Reading passage:
• • • • •
Fetching Large Amounts of Data

Scenario – The user wants to retrieve a large amount of historical data in the most efficient and polite manner.

Background – The general strategy is to set max_matches to the highest value allowed for your API key. When the number of results in <TotalFound> exceeds this limit, break the query up by using consecutive date ranges. Design the querying logic to generate multiple result sets that don't exceed the Max Matches limit. For each result set use limit/offset to iteratively fetch those matches.

Examples:

  • Find the number of results from the past 3 months containing the terms 'android' and 'mobile':

    api.boardreader.com/v1/Boards/Search?query=android%20mobile&key=YOURKEYHERE&filter_language=en&limit=1

    The <TotalFound> value API response is 76,733 and the user wishes to download all the matches for further analysis.

  • Assume the Max Matches limit for the user is configured to be 10k. A valid strategy would be to run a series of weekly queries that span the three month period. Each query would likely contain less than 10k results and the matches could be retrieved by iterating through each result set using the limit and offset parameters.
    We can check this:

    api.boardreader.com/v1/Boards/Search?query=android%20mobile&key=YOURKEYHERE&filter_language=en&limit=100&group_by=date&group_date=week

    … the results confirm that weekly counts over the past 3 months never exceed 10k

  • Now get the matches for the first week of the desired date range (e.g. Mon, 06 Jun 2016 00:00:00 GMT to Sun, 12 Jun 2016 23:59:59 GMT):

    api.boardreader.com/v1/Boards/Search?query=android%20mobile&key=YOURKEYHERE&filter_language=en&filter_date_from=1465171200&filter_date_to=1465775999&max_matches=10000&limit=100&offset=0

    <TotalFound>7364</TotalFound>

  • After the first week's matches are fetched, the filter_date_from and filter_date_to parameters can be incremented one week (Mon, 13 Jun 2016 00:00:00 GMT to Sun, 19 Jun 2016 23:59:59 GMT) and the process repeated until all the matches for the past three months were downloaded:

    api.boardreader.com/v1/Boards/Search?query=android%20mobile&key=YOURKEYHERE&filter_language=en&filter_date_from=1465776000&filter_date_to=1466380799&max_matches=10000&limit=100&offset=0

    <TotalFound>7950</TotalFound>


Description of max_matches caching algorithm

  • The cache lifetime is 5 minutes; i.e. when a user submits a request like this:

    api.boardreader.com/v1/Boards/Search?query=google&key=YOURKEYHERE&max_matches=10000&mode=full

    ... the whole set (up to 10000 documents in this case) is cached and user has 5 minutes to work with it using any limit/offset values. After that the cache may be purged.
• • • • •
Recorded information:
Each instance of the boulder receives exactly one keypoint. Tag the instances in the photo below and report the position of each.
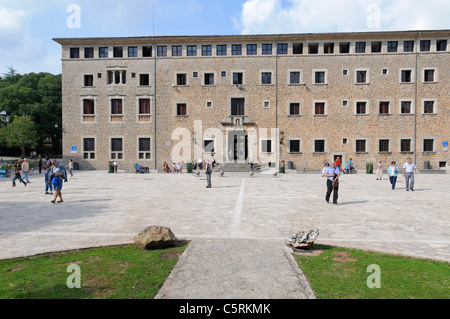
(155, 237)
(303, 239)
• • • • •
Task: Write the next part of the guide on fetching large amounts of data, picking up after its final sentence about the cache being purged. The listing is separate material and has no connection to the guide on fetching large amounts of data.

Expected answer:
If you're submitting queries only to get counts and/or don't intend to retrieve all the possible matches, there's no need to use high Max Matches values. Using high Max Matches increases per-query RAM usage and when not required wastes system resources. In such cases you can omit max_matches from your request and the API will use the default of 1000.

How can I implement keyword monitoring using the APIs

Scenario - Monitor Boardreader on an ongoing basis for new results that match a static keyword or list of keywords.

Background - The aggregation of message board data is primarily done via traditional web crawling. At this point in time, Message Board technologies and platforms have not evolved to the point they can be considered part of the real-time web. Therefore, users should not expect a real-time search experience as they would encounter with Twitter.com, for example. Most Message Boards are crawled daily, some multiple times per day and a small minority every few days or even longer. Users should be realistic and understand that latencies with indexing new message board posts are greater than other content types (e.g. blogs and news).

Strategies:

  • Determine what a realistic monitoring frequency is. For example, hourly may be realistic, but every 10 seconds is not.

  • Utilize the filter_inserted_from and filter_inserted_to parameters to constrain results to a time slice that matches the desired monitoring frequency.

  • Determine if newly indexed posts with older publication dates are wanted in search results. This can occur when a new Message Board is added to the coverage and a historical crawl gathers all existing posts. If older posts are not wanted, utilize the filter_date_from parameter in the recurring query.

  • Adjust timestamp values to account for the lag that occurs between when a post is inserted in the BoardReader database and when it becomes available in the search index. The incremental index is normally refreshed every 5 minutes, but the exact amount of time to complete a refresh is not predictable. Therefore, to avoid missing data, offset timestamp values adequaltely to ensure inserted data for the time slice being queried has been included in the index.

Example:

Find all newly collected Message Board posts that mention the term 'iphone'. Ignore posts with publication dates older than 7 days.

We will plan to rerun this query on an hourly basis and use a one hour offset (from the date/time when the query is actually run). The example below assumes that local time is EDT and the API request will be sent at 1PM. The following values will return matches inserted between 1 and 2 hours ago.

filter_inserted_from=1342018800 (Wed, 11 Jul 2012 15:00:00 UTC)
filter_inserted_to=1342022400 (Wed, 11 Jul 2012 16:00:00 UTC)
filter_date_from=1341414000 (Wed, 4 Jul 2012 15:00:00 UTC)

api.boardreader.com/v1/Boards/Search?query=iphone&body=full_text&match_mode=boolean&key=YOURKEYHERE&offset=0&limit=100&mode=full&highlight=0&filter_inserted_from=1515596400&filter_inserted_to=1515600000&filter_date_from=1514991600

Stop Words

You can't search for a stop word

If a stop word is used in a phrase like "I love Disney":

The stop word itself is "dropped", but the index treats stop words as generic place holders. So we know there was some token prior to "love disney", but we don't know what that token was. So what's effectively happening is we're returning matches containing "{anytoken} love disney". With this query {anytoken} is often the intended token "I", but not always. It's important to remember {anytoken} can literally be any token, including a stop word.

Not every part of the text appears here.